Start of SUPPLIED TEXT

U.S. shale oil producers may be the victims of this petroleum production battle.
By Richard Walker
While lower gas prices at the pump are welcome, an oil war between Russia and Saudi Arabia has the potential to drag in the United States at a time when the Covid-19 virus is playing havoc with stock markets around the world.
The oil war began when Russia and the Saudis, who represent the OPEC oil cartel, had a major disagreement over supply levels—not to mention being on the opposite sides of the war in Syria. All of a sudden, an agreement they’d had in place for three years to control supply and therefore the global price of crude oil was in tatters. The Saudis fired the first broadside by demanding that Russia agree to a cut its oil output as a ploy to reduce supply and raise the price of crude. Russia said it would do no such thing. It had been sanctioned afresh by Washington for propping up Venezuela’s oil industry and needed cash from oil revenues. President Donald Trump had imposed the sanctions because Russia’s support for Venezuela’s President Nicolas Maduro conflicted with his efforts to remove Maduro from office and install a new regime in Caracas.
The Saudis, who have been facing a shortfall in much-needed oil revenues, responded to Russia’s refusal to cut back its output by flooding the market with even more oil, collapsing prices worldwide. Some observers saw the move by Saudi leader Mohammed Bin Salman as yet another example of his impetuosity. Moscow’s response was a defiant bring-it-on strategy. Moscow feels it has the upper hand. It pointed out that it was better able to cope financially with an oil war, even if it lasted a decade. Russia was sitting with more than twice the amount of Foreign Currency Reserves as Saudi Arabia. Those reserves confirm how much money a country has put away for a rainy day in order to be able to pay its international debtors and the goods it imports. For several years, Saudi Arabia has been running up more debts than it ever did, as oil prices have not been what they were in the past. As far back as 2015, the Brookings Institute was warning of a Saudi economic time bomb.

End of SUPPLIED TEXT
Start of THE DATA

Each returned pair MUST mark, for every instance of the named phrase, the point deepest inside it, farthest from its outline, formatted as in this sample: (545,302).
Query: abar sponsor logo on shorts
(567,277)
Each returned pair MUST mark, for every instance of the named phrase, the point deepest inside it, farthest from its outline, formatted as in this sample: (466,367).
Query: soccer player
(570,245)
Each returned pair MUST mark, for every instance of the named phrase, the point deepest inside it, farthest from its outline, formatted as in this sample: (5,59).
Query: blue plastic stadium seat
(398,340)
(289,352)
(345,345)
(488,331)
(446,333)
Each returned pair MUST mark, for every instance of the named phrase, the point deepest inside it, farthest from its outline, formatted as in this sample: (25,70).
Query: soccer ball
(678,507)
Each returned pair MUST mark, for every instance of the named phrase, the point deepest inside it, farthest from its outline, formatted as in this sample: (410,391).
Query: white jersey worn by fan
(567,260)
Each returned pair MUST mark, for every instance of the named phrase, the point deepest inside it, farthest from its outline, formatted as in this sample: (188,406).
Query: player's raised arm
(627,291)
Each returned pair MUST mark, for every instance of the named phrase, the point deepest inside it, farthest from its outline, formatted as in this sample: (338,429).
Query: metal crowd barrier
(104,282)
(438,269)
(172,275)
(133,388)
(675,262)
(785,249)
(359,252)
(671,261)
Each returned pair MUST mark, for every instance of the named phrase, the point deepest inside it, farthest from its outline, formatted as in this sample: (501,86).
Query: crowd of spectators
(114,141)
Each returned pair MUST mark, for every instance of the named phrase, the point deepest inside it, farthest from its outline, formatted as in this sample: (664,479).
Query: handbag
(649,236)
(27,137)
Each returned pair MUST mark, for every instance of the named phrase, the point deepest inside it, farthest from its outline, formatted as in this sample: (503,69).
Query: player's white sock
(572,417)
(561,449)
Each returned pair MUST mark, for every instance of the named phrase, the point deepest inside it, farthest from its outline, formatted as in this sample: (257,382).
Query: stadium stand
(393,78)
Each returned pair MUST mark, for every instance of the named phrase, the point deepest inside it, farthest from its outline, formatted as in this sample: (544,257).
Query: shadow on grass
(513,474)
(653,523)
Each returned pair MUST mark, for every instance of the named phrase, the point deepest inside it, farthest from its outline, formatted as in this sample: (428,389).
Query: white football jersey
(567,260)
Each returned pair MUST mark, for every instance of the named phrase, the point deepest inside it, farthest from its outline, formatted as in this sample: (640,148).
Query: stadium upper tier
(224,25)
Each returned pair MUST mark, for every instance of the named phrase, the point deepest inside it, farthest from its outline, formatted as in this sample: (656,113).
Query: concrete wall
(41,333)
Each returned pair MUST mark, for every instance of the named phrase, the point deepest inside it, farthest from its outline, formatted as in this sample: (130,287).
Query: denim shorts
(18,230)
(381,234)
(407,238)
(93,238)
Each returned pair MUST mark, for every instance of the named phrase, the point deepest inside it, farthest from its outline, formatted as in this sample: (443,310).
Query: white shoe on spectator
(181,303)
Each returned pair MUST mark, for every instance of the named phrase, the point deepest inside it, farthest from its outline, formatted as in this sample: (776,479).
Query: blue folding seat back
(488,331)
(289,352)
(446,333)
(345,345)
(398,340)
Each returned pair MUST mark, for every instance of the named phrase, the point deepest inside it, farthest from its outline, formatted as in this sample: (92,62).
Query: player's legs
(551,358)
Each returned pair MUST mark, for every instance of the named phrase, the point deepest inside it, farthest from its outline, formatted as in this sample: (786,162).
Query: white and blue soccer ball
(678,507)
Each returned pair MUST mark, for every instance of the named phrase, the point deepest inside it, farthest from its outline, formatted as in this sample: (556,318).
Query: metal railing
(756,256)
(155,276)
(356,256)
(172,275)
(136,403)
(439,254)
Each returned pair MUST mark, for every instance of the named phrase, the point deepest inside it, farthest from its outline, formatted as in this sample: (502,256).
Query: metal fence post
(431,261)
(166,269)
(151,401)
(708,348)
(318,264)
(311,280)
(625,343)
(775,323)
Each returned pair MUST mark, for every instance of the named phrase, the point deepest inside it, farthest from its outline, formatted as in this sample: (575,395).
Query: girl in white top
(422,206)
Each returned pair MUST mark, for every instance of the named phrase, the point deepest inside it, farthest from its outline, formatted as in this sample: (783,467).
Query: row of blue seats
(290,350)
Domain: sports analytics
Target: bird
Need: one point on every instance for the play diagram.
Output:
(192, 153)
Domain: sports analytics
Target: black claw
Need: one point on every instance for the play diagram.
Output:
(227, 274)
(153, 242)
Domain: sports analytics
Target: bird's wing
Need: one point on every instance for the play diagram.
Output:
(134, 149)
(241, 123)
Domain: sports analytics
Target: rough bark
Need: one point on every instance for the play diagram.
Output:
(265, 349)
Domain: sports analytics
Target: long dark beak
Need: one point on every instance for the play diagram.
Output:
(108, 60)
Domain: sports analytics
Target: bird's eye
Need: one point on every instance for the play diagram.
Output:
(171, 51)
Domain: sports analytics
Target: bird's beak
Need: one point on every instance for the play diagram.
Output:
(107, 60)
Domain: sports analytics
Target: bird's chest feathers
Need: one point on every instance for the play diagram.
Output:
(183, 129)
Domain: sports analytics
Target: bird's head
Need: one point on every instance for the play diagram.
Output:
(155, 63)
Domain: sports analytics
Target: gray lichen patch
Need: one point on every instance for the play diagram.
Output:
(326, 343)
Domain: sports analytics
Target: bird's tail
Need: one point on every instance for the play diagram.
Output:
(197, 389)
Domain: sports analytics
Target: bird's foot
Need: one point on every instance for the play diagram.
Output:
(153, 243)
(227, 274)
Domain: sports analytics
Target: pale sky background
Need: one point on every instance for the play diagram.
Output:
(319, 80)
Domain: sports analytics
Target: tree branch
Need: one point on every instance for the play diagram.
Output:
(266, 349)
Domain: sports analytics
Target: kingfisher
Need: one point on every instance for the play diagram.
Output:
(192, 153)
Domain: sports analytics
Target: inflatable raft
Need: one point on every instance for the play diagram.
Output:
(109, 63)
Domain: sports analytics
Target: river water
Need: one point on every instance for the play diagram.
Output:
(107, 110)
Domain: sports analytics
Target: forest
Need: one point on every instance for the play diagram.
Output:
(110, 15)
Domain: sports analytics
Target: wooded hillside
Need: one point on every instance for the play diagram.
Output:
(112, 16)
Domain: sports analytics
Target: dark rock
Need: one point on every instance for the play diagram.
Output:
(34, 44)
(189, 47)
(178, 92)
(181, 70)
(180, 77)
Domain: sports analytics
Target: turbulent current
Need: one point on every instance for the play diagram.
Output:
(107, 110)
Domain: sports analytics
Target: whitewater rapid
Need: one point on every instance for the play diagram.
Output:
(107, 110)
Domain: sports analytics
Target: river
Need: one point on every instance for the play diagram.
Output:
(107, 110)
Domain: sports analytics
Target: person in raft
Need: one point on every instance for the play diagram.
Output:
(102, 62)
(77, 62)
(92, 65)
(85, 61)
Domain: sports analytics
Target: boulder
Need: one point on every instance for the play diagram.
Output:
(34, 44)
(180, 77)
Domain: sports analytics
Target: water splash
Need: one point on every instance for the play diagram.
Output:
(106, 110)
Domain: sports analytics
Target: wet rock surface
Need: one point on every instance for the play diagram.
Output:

End of THE DATA

WORK TO COMPLETE: Quote the article on the oil war between Russia and Saudi Arabia in full, word for word.

ANSWER SPACE:
U.S. shale oil producers may be the victims of this petroleum production battle.
By Richard Walker
While lower gas prices at the pump are welcome, an oil war between Russia and Saudi Arabia has the potential to drag in the United States at a time when the Covid-19 virus is playing havoc with stock markets around the world.
The oil war began when Russia and the Saudis, who represent the OPEC oil cartel, had a major disagreement over supply levels—not to mention being on the opposite sides of the war in Syria. All of a sudden, an agreement they’d had in place for three years to control supply and therefore the global price of crude oil was in tatters. The Saudis fired the first broadside by demanding that Russia agree to a cut its oil output as a ploy to reduce supply and raise the price of crude. Russia said it would do no such thing. It had been sanctioned afresh by Washington for propping up Venezuela’s oil industry and needed cash from oil revenues. President Donald Trump had imposed the sanctions because Russia’s support for Venezuela’s President Nicolas Maduro conflicted with his efforts to remove Maduro from office and install a new regime in Caracas.
The Saudis, who have been facing a shortfall in much-needed oil revenues, responded to Russia’s refusal to cut back its output by flooding the market with even more oil, collapsing prices worldwide. Some observers saw the move by Saudi leader Mohammed Bin Salman as yet another example of his impetuosity. Moscow’s response was a defiant bring-it-on strategy. Moscow feels it has the upper hand. It pointed out that it was better able to cope financially with an oil war, even if it lasted a decade. Russia was sitting with more than twice the amount of Foreign Currency Reserves as Saudi Arabia. Those reserves confirm how much money a country has put away for a rainy day in order to be able to pay its international debtors and the goods it imports. For several years, Saudi Arabia has been running up more debts than it ever did, as oil prices have not been what they were in the past. As far back as 2015, the Brookings Institute was warning of a Saudi economic time bomb.